• [RECORDS SUPPLIED]:
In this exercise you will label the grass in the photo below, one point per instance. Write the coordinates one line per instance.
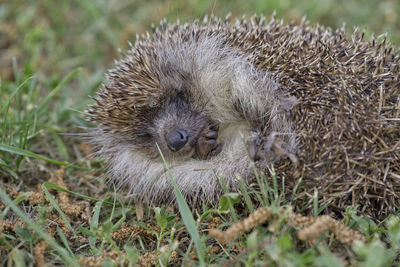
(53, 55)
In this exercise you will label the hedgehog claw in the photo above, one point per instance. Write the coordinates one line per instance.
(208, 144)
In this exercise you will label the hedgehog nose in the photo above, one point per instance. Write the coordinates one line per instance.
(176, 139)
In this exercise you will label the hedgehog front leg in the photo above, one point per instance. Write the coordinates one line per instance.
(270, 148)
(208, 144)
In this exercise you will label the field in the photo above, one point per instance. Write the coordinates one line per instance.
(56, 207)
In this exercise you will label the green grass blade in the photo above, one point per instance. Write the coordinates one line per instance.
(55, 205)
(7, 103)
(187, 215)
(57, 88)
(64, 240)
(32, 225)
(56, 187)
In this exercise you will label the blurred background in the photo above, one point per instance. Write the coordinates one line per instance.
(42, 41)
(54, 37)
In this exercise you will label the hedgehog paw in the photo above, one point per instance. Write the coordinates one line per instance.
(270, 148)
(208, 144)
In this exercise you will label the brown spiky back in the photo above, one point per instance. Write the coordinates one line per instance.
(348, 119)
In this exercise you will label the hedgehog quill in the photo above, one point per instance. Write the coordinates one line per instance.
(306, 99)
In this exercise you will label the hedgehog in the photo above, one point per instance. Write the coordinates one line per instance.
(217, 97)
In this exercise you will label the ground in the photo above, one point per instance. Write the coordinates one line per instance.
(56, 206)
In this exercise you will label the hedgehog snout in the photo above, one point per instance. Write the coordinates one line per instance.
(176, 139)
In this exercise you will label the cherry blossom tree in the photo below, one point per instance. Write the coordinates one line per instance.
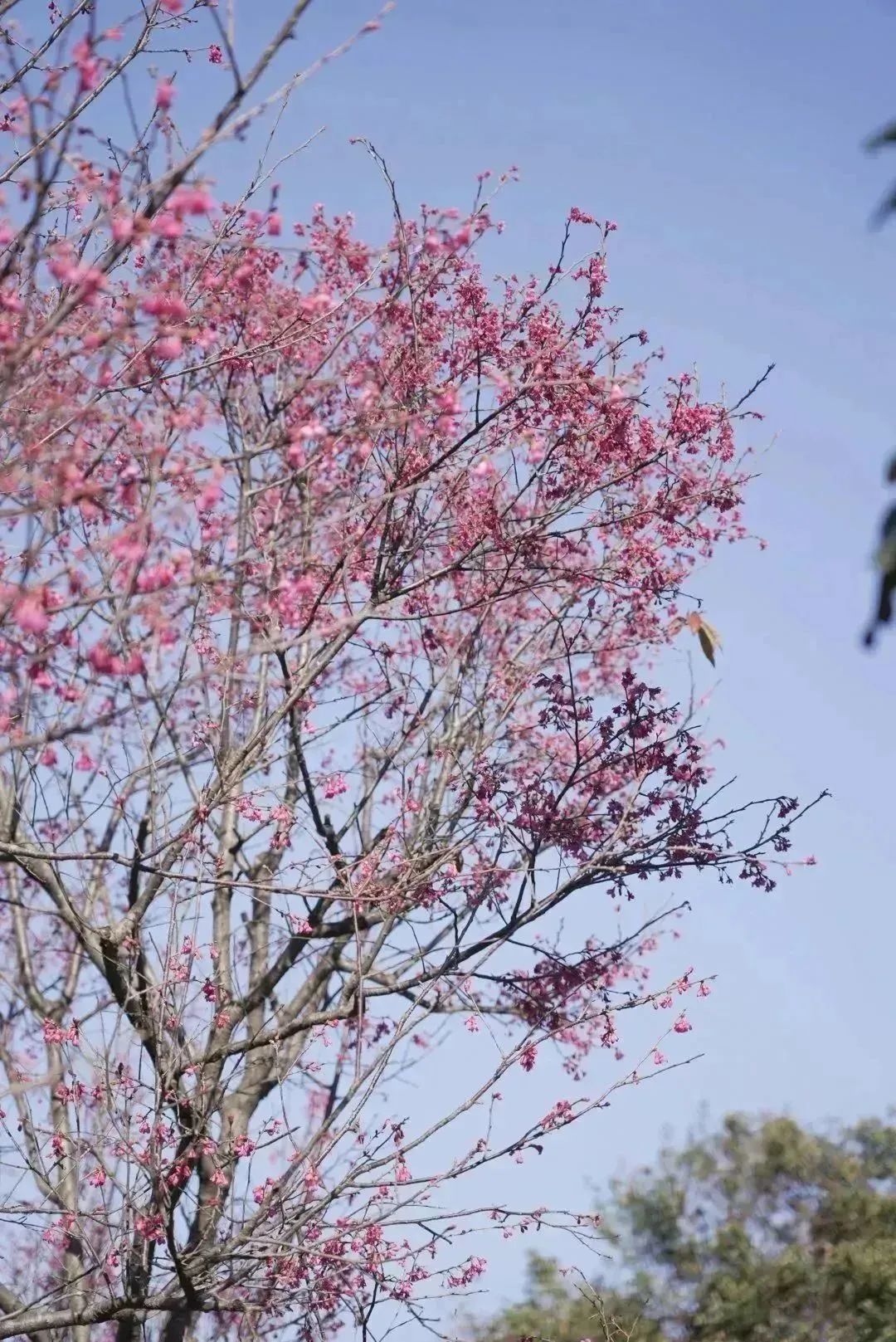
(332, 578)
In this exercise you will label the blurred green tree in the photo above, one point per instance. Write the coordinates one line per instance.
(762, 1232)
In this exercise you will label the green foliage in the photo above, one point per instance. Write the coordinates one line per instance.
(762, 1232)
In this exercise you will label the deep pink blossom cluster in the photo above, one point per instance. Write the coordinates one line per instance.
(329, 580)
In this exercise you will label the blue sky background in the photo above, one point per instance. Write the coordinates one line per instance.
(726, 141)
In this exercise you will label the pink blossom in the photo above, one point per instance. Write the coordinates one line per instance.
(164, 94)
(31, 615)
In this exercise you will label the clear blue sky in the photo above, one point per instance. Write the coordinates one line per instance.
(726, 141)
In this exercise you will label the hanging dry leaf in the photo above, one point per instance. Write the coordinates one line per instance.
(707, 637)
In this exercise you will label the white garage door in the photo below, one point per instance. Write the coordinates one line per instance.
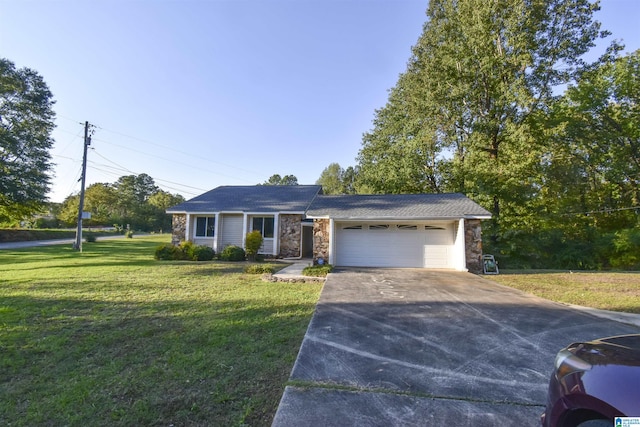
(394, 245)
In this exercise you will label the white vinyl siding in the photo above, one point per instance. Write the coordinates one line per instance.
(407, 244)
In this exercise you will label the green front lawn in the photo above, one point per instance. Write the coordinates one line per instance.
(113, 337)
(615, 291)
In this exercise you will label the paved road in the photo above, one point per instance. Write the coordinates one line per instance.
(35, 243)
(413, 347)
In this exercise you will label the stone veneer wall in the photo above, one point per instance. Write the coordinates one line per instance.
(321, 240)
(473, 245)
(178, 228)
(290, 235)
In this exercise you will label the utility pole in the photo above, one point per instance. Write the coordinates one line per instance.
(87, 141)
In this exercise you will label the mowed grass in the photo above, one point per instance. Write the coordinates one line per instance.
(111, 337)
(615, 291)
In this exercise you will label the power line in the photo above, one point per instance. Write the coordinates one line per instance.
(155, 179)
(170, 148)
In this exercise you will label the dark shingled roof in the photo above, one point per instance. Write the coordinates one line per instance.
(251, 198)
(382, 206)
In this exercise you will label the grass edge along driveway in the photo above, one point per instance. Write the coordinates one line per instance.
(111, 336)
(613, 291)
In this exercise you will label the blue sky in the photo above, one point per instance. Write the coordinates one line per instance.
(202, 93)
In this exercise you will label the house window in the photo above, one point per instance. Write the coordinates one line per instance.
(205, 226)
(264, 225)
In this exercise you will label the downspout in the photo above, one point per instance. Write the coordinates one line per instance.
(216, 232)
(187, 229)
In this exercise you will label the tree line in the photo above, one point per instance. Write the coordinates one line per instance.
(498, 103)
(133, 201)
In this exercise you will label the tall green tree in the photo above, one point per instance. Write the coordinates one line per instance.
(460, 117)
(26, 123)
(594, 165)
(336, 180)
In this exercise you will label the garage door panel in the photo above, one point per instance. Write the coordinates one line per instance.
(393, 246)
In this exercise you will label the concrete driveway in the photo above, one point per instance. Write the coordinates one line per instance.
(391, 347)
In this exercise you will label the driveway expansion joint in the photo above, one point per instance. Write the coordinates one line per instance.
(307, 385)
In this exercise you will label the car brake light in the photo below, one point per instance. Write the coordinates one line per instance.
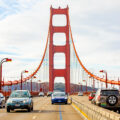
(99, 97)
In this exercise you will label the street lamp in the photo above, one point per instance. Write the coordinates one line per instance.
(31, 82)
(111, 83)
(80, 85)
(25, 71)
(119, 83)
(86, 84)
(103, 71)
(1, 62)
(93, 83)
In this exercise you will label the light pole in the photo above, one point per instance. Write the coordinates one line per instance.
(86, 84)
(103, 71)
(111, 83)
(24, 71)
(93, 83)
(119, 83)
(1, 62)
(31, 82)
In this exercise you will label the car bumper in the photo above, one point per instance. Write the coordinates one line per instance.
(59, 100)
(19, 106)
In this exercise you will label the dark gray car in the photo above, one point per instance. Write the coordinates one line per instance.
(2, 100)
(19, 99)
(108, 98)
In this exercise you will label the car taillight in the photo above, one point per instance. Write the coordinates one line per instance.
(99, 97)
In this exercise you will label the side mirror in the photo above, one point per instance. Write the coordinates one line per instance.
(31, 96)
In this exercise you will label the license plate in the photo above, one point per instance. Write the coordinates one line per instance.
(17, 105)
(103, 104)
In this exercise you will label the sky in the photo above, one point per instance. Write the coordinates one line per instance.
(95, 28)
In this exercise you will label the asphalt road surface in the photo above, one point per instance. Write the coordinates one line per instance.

• [TASK PROMPT]: Please copy out everything from the line containing "In this exercise you will label the side" down to the end of the data, both ends included, with each line unchanged.

• [REPLY]:
In this exercise you will label the side mirror in the photo above, one point per instance. Write the coordinates one line per instance.
(31, 96)
In this exercise you will label the license plate in the photo above, one point per instance. Write the coordinates one line per instance.
(17, 105)
(103, 104)
In this exercise you will label the sky in the photo above, one point per instance. Write the coordinates one line per instance.
(95, 28)
In this exercise you will label the asphalt road surface in the photo above, one point per instance. Write the coordinates one line per instance.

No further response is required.